# Selected excerpt
Content starts

AVZ Minerals has received a ringing endorsement of its green credentials, with an independent study of the company’s developing Manono lithium operation in Africa suggesting the aspiring producer may boast one of the lowest carbon footprints of any hard rock lithium mine in the world. The company’s proposed minimisation and offset program may result in close to zero greenhouse gas emissions.
AVZ Minerals has received a ringing endorsement of its green credentials with an independent study of the company’s developing Manono lithium operation suggesting the aspiring producer may boast one of the lowest carbon footprints of any hard rock lithium mine in the world.
A greenhouse gas assessment, undertaken by global experts Environmental Resource Management, or “ERM” examined the potential sources of various gases at the developing mine and concluded the company’s proposed minimisation and offset program would result in close to zero greenhouse gas emissions.
AVZ is proposing a raft of innovations at the central African mining operation which would largely mitigate the production of a trio of recognised greenhouses gases including carbon dioxide, nitrous oxide and methane. Key to the reduction in gas emissions is the planned refurbishment and use of the nearby Mpiana Mwanga Hydro Electric Power Plant, which will deliver a green power source for the evolving operation including much of the proposed plant and equipment.
The hydroelectric scheme is set to power up a range of cutting-edge initiatives including an electric mining fleet and the use of excess power to generate hydrogen for use on fuel cell electric vehicles. Any use of fossil fuels in the mining cycle will be offset via the establishment of a 5,000 hectare “sequestration plantation”.
“Ultimately, we want to see the electricity generated from the Mpiana Mwanga Hydro Electric Power Plant used to operate all our mining equipment, making the Manono Project a 100% ‘green’ mine. Any surplus power may be provided into the national grid for use in the town of Manono.”
“This will be a significant achievement for AVZ and everyone associated with the Manono Project, including our shareholders and our financiers.”
The Manono lithium-tin project is located in the mineral-rich Democratic Republic of the Congo. The central African nation boasts a vibrant mining sector with mining operations operated by a “who’s who” of the resource sector including commodity giants Glencore and Freeport-McMoran.
AVZ’s exploration at Manono has delineated a massive open pit resource of 400 million tonnes, which grades at an impressive 1.65 per cent lithium oxide, cementing the developing operation as one of the largest lithium deposits in the world.
The company has delivered an outstanding definitive feasibility study for the project, with the study flagging a 20-year mine life, a $3.25 billion Net Present Value and an eye-popping $515 million annual EBITDA.

Content ends

# Activities
**A.** From the Manono lithium article, copy word for word the passage that begins with the words containing "AVZ’s exploration at" and ends with "deposits in the world.".
**B.** Answer these questions using the Manono lithium article:
(i) Which power plant is planned to be refurbished to supply green power to the operation?
(ii) How large is the planned sequestration plantation?
(iii) What mine life does the definitive feasibility study flag?

# Data excerpts
Content starts

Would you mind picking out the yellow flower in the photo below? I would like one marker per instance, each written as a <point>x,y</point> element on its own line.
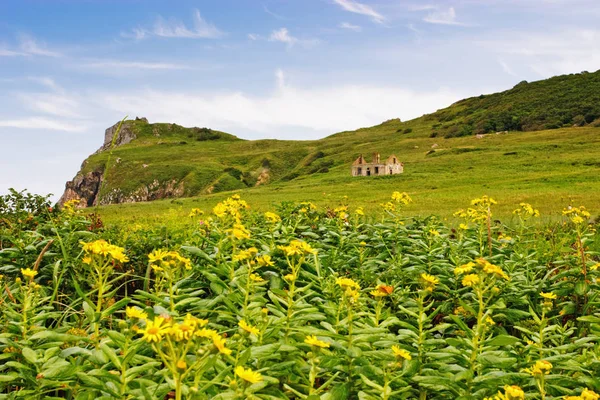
<point>195,212</point>
<point>470,280</point>
<point>206,333</point>
<point>248,328</point>
<point>248,375</point>
<point>135,313</point>
<point>464,268</point>
<point>429,280</point>
<point>219,343</point>
<point>28,273</point>
<point>401,353</point>
<point>265,261</point>
<point>272,217</point>
<point>157,255</point>
<point>347,283</point>
<point>541,367</point>
<point>403,198</point>
<point>313,341</point>
<point>589,395</point>
<point>382,291</point>
<point>548,296</point>
<point>154,330</point>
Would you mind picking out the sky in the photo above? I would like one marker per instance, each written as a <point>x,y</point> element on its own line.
<point>286,69</point>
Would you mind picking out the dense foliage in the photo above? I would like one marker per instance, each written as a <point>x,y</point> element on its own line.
<point>564,100</point>
<point>302,303</point>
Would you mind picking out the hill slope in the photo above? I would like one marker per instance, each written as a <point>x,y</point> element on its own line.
<point>165,160</point>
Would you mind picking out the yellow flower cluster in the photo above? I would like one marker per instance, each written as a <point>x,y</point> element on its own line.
<point>245,254</point>
<point>70,207</point>
<point>429,281</point>
<point>155,331</point>
<point>28,273</point>
<point>232,207</point>
<point>541,367</point>
<point>272,217</point>
<point>510,393</point>
<point>196,212</point>
<point>248,375</point>
<point>483,266</point>
<point>402,198</point>
<point>526,211</point>
<point>382,291</point>
<point>161,260</point>
<point>239,232</point>
<point>297,247</point>
<point>313,341</point>
<point>103,248</point>
<point>577,215</point>
<point>585,395</point>
<point>351,288</point>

Content ends

# Your written answers
**A.**
AVZ’s exploration at Manono has delineated a massive open pit resource of 400 million tonnes, which grades at an impressive 1.65 per cent lithium oxide, cementing the developing operation as one of the largest lithium deposits in the world.

**B.**
(i) The Mpiana Mwanga Hydro Electric Power Plant.
(ii) 5,000 hectares.
(iii) 20 years.